**AIM**
Can you retype only the lines from the one with "Each instance of the boy's pink" through the final line of the material, exactly as given?

--- Start ---

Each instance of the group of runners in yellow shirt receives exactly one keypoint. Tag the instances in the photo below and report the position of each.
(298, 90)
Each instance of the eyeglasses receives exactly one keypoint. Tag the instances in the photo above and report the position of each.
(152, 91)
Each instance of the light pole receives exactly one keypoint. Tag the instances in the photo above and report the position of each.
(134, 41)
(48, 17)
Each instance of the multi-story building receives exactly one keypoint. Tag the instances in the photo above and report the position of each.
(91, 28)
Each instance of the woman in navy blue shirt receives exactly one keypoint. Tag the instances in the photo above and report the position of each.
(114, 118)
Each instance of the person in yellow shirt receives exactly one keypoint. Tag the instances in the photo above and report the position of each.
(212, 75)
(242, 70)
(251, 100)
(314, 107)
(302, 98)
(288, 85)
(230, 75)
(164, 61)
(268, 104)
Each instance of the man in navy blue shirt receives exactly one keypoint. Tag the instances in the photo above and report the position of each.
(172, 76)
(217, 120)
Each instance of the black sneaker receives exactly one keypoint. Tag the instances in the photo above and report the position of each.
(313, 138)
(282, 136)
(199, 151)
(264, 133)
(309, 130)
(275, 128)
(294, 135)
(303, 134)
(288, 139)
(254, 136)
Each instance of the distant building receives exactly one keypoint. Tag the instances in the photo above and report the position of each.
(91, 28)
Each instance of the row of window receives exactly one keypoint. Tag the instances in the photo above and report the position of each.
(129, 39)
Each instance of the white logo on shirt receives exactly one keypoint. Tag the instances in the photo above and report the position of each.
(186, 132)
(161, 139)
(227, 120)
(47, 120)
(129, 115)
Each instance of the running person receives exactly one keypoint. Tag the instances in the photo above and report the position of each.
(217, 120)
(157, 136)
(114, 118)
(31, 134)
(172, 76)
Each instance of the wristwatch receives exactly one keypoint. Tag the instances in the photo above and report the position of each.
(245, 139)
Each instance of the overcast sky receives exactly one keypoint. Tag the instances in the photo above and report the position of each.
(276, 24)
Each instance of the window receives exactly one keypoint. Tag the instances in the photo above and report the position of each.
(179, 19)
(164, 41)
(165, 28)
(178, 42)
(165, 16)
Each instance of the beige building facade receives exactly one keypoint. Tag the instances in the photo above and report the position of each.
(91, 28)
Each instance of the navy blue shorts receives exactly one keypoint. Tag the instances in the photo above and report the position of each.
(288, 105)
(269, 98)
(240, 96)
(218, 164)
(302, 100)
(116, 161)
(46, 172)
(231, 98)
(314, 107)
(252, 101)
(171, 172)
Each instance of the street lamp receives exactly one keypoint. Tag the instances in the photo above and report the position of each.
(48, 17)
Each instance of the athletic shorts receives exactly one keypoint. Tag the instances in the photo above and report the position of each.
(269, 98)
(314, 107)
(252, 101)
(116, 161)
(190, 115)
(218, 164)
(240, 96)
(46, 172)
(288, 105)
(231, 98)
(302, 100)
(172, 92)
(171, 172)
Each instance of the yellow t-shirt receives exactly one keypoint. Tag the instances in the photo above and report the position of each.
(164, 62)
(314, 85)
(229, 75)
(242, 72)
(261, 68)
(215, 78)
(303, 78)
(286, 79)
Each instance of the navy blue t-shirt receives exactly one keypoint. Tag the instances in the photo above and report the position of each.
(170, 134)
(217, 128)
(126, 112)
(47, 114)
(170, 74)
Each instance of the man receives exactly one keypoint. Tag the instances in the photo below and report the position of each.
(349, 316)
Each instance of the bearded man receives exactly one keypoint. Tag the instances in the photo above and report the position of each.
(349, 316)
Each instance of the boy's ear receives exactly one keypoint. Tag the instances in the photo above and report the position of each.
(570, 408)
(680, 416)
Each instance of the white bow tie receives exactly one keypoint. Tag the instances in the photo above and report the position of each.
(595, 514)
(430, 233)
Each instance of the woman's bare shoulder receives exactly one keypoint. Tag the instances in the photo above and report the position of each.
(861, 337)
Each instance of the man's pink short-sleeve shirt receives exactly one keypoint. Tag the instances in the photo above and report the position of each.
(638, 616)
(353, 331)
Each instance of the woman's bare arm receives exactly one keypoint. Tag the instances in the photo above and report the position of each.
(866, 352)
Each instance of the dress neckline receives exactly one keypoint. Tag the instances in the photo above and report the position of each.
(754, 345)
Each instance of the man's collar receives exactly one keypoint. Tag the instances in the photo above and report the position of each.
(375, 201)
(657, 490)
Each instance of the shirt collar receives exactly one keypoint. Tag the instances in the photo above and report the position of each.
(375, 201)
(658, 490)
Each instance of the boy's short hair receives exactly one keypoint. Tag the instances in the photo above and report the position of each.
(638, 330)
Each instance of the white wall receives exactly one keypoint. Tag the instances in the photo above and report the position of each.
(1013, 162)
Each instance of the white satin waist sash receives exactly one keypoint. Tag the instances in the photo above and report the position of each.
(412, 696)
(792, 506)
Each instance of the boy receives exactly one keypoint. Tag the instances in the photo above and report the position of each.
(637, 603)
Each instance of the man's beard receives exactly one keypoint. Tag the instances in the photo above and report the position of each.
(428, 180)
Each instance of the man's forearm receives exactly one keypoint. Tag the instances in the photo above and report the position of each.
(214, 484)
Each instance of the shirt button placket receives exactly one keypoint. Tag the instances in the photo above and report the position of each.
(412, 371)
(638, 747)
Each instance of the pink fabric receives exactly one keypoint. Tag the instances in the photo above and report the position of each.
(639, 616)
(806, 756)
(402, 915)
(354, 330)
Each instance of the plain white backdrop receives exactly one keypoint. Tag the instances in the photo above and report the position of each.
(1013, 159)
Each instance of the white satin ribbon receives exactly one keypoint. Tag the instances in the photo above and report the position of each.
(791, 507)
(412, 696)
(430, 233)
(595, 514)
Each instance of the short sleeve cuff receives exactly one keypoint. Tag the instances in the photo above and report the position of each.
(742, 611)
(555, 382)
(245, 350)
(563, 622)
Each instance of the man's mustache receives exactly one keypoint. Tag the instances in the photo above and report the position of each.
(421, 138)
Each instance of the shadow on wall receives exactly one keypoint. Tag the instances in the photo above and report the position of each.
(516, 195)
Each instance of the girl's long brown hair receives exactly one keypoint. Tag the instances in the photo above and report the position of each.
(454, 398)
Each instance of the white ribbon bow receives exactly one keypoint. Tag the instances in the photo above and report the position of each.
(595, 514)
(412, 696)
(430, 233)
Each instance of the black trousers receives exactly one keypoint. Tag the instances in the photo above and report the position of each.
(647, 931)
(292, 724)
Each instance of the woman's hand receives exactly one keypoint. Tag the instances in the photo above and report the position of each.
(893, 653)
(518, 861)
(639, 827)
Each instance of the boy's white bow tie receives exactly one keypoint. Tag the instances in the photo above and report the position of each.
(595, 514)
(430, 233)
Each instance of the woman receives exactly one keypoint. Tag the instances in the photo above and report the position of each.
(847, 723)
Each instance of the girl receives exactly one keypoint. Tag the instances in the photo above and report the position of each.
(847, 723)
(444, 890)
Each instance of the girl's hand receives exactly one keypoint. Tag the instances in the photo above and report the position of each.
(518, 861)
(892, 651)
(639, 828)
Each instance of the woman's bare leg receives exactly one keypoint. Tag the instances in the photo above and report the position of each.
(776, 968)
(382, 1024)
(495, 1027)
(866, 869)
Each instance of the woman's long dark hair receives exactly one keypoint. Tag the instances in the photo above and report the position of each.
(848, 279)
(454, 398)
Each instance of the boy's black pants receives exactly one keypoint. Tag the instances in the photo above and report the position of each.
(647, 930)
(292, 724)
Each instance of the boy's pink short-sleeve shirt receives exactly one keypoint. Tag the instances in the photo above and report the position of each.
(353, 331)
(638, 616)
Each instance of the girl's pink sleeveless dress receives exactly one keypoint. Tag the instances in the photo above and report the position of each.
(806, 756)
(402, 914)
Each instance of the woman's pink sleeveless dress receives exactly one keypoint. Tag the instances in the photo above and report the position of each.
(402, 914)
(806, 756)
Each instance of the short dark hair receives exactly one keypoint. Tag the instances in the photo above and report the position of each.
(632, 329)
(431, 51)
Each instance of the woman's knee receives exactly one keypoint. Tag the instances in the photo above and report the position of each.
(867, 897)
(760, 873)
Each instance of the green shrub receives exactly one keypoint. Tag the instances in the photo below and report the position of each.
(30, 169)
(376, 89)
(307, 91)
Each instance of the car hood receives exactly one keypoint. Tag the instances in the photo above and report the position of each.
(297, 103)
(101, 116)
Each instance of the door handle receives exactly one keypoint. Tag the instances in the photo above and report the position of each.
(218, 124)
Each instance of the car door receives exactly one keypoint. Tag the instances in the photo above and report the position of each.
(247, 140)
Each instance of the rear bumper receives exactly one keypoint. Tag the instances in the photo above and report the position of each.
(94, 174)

--- End ---

**RESULT OF THIS TASK**
Each instance of the boy's pink short-sleeve shirt receives exactly one keypoint. Tag the instances in the photo above and report the position of each.
(353, 331)
(638, 616)
Each instance of the girl's pink sleeveless dress receives exactly one keypoint. Tag the instances in the photo above and report the position of each.
(806, 756)
(402, 914)
Each instance of the woman's pink sleeveless dress receives exactly one keypoint. Tag the instances in the photo above and report the position of each.
(402, 914)
(806, 756)
Each instance of the short dark hair receives exactly one keypoint. Tag the instances in the photo above and report the position of each.
(632, 329)
(431, 51)
Each instance of the woman's knee receives exactly one keypoint. Tag the instances in the photo above and report the position of each.
(867, 897)
(760, 873)
Each instance of the green shrub receives exactly one keypoint. Tag the instances in the photo below and report the position of each.
(30, 169)
(376, 89)
(307, 91)
Each instance of the car hood receives exactly one keypoint. Tag the instances in the photo above and report the position of each.
(297, 103)
(101, 116)
Each instance of the door handle receives exactly one keypoint. Tag the instances in the photo above and report the position of each.
(218, 124)
Each instance of the car door receives exactly one keypoint. Tag the instances in the photo above and report the position of each.
(247, 140)
Each instance of the rear bumper receives exactly one keypoint. Tag the instances in the photo above and report the position of each.
(94, 174)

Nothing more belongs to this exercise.